[Records for this exercise]

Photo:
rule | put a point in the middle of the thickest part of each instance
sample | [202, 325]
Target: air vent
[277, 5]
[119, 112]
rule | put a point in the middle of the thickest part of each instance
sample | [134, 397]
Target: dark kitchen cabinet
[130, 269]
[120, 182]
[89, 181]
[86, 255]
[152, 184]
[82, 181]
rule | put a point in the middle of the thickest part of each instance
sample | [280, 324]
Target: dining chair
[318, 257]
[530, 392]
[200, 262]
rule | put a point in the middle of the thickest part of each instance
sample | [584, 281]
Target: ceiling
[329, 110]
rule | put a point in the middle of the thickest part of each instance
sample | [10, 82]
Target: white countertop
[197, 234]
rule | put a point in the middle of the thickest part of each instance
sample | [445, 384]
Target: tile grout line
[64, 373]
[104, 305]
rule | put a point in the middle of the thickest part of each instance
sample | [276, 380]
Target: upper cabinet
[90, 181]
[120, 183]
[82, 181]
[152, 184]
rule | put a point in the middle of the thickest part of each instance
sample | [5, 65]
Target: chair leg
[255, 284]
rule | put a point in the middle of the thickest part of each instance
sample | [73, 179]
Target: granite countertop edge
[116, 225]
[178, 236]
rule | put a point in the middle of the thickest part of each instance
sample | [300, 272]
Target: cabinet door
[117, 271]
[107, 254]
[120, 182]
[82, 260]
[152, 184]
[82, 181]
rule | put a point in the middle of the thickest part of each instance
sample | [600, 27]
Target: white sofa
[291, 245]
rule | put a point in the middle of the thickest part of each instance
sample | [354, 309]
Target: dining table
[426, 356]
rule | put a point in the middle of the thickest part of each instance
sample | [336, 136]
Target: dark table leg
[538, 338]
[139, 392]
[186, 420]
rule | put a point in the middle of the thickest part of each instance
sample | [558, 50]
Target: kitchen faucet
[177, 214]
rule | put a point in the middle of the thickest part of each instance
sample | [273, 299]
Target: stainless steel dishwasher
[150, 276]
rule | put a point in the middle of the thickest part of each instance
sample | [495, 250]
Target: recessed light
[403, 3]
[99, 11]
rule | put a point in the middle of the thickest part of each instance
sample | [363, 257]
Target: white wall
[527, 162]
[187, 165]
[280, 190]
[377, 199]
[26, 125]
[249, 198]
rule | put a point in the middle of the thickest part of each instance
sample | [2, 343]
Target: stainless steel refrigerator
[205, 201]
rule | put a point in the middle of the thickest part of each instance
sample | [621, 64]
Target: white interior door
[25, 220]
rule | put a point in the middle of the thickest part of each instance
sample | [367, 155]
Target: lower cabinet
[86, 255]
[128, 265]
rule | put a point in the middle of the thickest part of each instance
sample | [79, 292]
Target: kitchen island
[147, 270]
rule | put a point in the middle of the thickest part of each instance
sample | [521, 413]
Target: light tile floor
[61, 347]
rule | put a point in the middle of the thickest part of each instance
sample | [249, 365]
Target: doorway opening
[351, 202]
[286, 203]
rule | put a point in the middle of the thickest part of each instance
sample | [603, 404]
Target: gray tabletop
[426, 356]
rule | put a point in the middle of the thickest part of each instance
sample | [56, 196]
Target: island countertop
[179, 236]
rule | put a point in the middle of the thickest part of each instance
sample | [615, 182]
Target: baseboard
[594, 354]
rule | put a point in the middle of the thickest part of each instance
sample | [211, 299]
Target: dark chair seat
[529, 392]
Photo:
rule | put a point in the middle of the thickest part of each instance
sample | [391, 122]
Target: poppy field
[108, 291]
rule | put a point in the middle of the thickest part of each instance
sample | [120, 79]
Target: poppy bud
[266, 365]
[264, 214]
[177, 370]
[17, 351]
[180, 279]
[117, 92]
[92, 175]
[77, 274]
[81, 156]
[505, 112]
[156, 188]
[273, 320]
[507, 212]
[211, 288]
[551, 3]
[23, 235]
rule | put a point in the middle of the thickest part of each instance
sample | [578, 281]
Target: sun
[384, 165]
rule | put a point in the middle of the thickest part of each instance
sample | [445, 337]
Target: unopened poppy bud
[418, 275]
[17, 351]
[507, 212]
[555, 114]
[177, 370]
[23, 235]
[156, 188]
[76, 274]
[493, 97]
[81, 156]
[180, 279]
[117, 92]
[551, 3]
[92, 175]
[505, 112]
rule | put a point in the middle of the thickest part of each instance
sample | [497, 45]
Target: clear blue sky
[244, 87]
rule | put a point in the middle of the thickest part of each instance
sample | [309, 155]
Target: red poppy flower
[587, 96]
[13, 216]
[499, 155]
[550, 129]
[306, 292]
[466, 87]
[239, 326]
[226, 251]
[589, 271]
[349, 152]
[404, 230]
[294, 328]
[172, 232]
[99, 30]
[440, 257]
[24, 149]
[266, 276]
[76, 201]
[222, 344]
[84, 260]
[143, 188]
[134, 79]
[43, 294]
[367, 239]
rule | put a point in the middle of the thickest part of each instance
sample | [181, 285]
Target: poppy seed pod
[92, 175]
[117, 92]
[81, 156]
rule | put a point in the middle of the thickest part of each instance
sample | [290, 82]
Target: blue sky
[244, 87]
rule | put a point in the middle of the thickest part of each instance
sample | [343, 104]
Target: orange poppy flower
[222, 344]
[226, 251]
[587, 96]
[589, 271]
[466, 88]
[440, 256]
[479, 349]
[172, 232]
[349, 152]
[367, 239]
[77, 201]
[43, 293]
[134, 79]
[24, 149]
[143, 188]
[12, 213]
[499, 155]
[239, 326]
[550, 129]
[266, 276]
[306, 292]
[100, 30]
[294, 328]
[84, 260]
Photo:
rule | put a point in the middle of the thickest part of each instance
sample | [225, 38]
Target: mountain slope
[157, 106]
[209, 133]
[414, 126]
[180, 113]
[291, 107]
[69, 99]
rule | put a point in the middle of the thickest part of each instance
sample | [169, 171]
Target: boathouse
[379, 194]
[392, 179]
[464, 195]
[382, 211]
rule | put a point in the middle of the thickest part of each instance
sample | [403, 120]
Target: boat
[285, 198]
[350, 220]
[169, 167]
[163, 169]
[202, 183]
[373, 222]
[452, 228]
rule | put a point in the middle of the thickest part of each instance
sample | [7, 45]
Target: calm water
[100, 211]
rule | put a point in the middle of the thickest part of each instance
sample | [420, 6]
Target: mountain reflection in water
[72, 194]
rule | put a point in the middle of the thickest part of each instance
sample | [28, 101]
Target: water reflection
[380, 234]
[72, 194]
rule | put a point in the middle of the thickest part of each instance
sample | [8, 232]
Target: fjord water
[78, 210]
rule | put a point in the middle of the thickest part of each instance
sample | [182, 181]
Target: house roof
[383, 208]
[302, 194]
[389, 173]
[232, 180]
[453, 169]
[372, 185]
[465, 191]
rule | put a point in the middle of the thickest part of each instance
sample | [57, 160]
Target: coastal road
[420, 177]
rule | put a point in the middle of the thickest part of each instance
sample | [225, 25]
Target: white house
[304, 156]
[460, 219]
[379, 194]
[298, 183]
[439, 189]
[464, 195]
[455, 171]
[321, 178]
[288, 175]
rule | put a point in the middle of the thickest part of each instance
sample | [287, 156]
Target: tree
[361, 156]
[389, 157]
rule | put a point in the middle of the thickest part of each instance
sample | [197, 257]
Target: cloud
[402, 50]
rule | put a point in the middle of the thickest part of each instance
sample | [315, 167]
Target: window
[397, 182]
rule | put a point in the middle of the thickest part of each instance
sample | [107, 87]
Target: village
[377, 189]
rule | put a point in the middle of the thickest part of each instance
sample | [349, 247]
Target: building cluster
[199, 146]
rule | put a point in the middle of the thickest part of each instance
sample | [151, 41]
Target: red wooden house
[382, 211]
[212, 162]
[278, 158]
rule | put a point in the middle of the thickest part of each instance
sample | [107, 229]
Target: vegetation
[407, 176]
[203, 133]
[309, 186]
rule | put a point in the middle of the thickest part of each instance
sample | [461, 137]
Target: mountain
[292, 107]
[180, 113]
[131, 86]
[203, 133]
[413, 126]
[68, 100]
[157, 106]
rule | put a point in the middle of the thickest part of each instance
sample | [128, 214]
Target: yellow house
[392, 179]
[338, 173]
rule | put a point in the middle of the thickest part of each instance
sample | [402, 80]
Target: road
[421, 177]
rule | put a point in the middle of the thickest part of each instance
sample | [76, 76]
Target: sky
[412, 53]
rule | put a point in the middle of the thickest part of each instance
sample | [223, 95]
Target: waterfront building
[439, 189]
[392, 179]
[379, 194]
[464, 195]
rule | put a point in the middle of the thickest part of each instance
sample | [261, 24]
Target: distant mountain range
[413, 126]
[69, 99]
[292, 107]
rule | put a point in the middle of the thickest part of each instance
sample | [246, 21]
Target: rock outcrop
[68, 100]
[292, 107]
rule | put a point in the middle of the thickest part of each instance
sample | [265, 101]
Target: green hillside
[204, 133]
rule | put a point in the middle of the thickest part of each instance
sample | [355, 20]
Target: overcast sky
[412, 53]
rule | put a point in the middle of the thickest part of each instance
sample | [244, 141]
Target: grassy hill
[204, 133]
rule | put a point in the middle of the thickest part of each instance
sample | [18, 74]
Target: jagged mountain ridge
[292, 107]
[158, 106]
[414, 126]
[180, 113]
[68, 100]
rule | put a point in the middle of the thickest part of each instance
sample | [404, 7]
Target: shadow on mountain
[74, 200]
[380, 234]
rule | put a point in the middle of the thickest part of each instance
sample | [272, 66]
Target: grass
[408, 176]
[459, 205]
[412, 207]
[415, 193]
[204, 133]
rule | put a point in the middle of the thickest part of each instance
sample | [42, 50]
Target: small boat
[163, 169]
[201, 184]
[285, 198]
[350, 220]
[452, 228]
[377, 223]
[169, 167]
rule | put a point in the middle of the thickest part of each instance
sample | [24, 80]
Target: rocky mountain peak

[Task statement] Output only the lines from the top of the entries through the one holding "sample | [495, 250]", copied exactly.

[Solution to the problem]
Photo:
rule | put a point in the middle of the thickest part of each instance
sample | [202, 325]
Target: air vent
[277, 5]
[119, 112]
rule | put a point in the middle of the thickest part of each instance
sample | [134, 397]
Target: dark kitchen cabinet
[130, 269]
[120, 182]
[89, 181]
[86, 255]
[152, 184]
[82, 181]
rule | put a point in the middle of the thickest part of each instance
sample | [280, 324]
Target: dining chair
[318, 257]
[530, 392]
[200, 262]
rule | put a point in the middle of the thickest part of each instance
sample | [584, 281]
Target: ceiling
[329, 110]
rule | put a point in the middle of the thickest part of each instance
sample | [10, 82]
Target: white countertop
[197, 234]
rule | put a point in the middle of the thickest part of each instance
sample | [445, 384]
Target: tile grout line
[64, 373]
[104, 305]
rule | put a point in the middle of the thickest part of each instance
sample | [276, 380]
Target: upper cabinet
[90, 181]
[120, 183]
[82, 181]
[152, 184]
rule | put a point in the middle of the thickest part of each instance
sample | [5, 65]
Target: chair leg
[255, 284]
rule | put a point in the middle of the thickest part of each instance
sample | [73, 179]
Target: granite countertop edge
[116, 225]
[178, 236]
rule | put a point in the middle of the thickest part of each instance
sample | [300, 272]
Target: cabinet door
[117, 271]
[107, 254]
[120, 182]
[82, 260]
[152, 184]
[82, 181]
rule | put a point in the middle of the thickest part of each instance
sample | [600, 27]
Target: white sofa
[291, 245]
rule | put a point in the middle of the thickest part of each instance
sample | [354, 309]
Target: dining table
[426, 356]
rule | put a point in the middle of the thickest part of each instance
sample | [336, 136]
Target: dark table leg
[538, 338]
[139, 392]
[186, 420]
rule | put a point in the middle of the thickest part of each instance
sample | [558, 50]
Target: kitchen faucet
[177, 214]
rule | put a point in the middle of the thickest part of each instance
sample | [273, 299]
Target: stainless steel dishwasher
[150, 276]
rule | put a point in the middle of the thickest part of each instance
sample | [495, 250]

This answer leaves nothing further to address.